● **AVAILABLE DATA**:

# # # # # # #

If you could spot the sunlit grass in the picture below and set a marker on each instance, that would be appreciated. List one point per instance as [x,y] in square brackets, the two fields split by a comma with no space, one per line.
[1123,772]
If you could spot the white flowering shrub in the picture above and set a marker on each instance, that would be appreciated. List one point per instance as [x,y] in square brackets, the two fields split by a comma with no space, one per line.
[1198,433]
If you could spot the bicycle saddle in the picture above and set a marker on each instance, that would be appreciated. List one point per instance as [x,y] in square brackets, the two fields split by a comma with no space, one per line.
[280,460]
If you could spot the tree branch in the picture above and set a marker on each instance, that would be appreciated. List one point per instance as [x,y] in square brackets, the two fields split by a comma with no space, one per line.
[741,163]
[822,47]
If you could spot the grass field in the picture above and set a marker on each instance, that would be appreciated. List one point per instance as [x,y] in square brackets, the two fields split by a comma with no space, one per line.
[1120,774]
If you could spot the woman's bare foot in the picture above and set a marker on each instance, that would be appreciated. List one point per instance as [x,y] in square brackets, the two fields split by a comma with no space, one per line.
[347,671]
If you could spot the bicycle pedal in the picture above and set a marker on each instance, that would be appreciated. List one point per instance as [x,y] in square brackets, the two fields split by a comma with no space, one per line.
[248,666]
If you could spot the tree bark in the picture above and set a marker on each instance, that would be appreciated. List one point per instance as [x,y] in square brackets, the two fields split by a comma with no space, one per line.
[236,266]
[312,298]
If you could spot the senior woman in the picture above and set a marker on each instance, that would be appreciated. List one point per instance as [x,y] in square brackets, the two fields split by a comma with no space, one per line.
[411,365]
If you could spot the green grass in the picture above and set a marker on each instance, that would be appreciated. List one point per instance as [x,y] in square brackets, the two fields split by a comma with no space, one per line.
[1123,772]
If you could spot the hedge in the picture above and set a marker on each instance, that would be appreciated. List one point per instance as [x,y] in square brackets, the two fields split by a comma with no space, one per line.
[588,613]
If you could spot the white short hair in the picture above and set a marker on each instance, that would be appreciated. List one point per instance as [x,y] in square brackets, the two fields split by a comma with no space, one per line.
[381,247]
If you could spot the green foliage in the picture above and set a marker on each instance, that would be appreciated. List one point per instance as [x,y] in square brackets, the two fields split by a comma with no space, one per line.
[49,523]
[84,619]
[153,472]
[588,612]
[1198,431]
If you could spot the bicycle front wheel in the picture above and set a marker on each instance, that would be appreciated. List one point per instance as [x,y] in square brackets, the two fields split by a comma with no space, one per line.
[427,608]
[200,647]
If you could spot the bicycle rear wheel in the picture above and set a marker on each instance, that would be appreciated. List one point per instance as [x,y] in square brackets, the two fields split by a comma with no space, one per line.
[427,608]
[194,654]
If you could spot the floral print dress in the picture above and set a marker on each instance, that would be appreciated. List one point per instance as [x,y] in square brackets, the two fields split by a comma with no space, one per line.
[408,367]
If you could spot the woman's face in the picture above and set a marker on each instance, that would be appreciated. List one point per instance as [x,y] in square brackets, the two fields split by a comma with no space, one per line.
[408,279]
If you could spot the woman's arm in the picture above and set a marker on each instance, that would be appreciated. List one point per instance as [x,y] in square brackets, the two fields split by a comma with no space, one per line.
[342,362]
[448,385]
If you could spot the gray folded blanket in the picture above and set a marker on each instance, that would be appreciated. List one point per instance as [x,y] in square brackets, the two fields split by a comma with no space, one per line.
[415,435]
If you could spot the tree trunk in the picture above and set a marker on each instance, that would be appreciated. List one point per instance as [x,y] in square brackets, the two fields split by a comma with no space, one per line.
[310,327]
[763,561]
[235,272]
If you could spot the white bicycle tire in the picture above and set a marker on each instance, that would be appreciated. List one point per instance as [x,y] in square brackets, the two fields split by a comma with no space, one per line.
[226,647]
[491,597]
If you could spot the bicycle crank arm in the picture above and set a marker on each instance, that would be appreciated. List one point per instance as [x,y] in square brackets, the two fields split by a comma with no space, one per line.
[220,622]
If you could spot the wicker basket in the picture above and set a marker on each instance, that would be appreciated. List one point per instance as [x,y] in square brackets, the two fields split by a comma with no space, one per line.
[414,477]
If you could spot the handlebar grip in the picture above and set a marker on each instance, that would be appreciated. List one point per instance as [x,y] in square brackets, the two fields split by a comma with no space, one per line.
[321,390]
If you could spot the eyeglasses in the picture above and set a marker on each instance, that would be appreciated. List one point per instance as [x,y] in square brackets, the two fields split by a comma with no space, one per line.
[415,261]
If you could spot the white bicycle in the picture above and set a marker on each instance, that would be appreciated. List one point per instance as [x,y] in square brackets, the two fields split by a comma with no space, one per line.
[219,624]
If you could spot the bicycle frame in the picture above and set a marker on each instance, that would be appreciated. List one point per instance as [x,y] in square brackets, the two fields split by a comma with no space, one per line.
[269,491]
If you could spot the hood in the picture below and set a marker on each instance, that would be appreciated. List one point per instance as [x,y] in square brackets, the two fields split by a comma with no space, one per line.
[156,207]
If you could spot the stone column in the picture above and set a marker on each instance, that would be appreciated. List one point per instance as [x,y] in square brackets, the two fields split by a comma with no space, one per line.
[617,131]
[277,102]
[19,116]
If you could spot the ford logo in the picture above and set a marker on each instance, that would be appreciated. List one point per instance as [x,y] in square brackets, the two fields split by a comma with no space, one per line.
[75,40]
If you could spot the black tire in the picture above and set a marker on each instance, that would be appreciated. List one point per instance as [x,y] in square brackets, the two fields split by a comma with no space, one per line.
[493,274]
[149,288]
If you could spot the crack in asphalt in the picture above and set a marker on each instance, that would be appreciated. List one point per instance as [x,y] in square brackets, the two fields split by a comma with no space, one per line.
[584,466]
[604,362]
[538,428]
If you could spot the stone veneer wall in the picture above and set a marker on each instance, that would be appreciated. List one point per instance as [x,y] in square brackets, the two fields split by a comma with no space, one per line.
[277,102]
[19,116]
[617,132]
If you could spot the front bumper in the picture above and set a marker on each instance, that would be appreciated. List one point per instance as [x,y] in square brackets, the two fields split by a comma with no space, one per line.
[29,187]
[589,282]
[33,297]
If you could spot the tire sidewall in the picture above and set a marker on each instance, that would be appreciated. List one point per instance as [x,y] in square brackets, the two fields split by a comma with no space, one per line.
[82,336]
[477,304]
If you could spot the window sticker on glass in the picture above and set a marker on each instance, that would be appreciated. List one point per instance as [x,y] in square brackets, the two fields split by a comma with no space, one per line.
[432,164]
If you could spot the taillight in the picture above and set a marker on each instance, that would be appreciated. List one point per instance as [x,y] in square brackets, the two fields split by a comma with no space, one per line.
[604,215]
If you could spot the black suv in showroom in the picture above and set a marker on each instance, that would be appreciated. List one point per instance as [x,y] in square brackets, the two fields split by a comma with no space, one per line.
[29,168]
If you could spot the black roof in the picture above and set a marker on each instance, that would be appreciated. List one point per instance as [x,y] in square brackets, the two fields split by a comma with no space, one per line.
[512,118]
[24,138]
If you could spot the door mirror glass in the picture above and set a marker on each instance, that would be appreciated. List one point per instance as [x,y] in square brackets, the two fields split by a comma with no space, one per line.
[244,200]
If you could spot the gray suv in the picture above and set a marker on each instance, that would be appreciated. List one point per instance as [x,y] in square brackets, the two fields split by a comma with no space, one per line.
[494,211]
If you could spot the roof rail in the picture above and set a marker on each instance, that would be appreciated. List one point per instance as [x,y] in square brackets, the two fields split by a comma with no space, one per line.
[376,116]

# # # # # # #

Quote only the lines from the line containing "If you could spot the taillight" through the end of the entries, keeping the first and the last.

● **RESULT FOR THIS EXERCISE**:
If you could spot the taillight in the picture above and set a marker on each instance, that would be appreciated. List one point per instance as [x,y] in square brackets, the two fields split by a comma with no space, one per line.
[604,215]
If you could spot the black suv in showroom in the picture above and set a marker on each instance, that would be appreciated. List one point per instance as [x,y] in square brackets, the two fields split by a comma with no space, one per line.
[29,168]
If you could spot the black roof in the picture above and set a marker on each instance, that would be appreciated. List one point per instance as [x,y] in square brackets, the two fields split by a comma with no space, one per line.
[512,118]
[24,138]
If you could spot the door mirror glass in the picture above and set a marker on each instance, that would be appreciated. List one point per instance as [x,y] in square brackets, the two fields split by a comma with no space, one per line.
[244,200]
If you could spot the gray suv in the picture above and set a marker on each instance, that would be appreciated. List one point per instance as [x,y] in square brackets, the two fields split by a comma with no space, one per line.
[494,211]
If you could spot the roof rail in the picture above and set a marker on each instance, that would be appreciated. List one point per instance as [x,y] in square brackets, the two fields split by a comma with no space, one per line.
[376,116]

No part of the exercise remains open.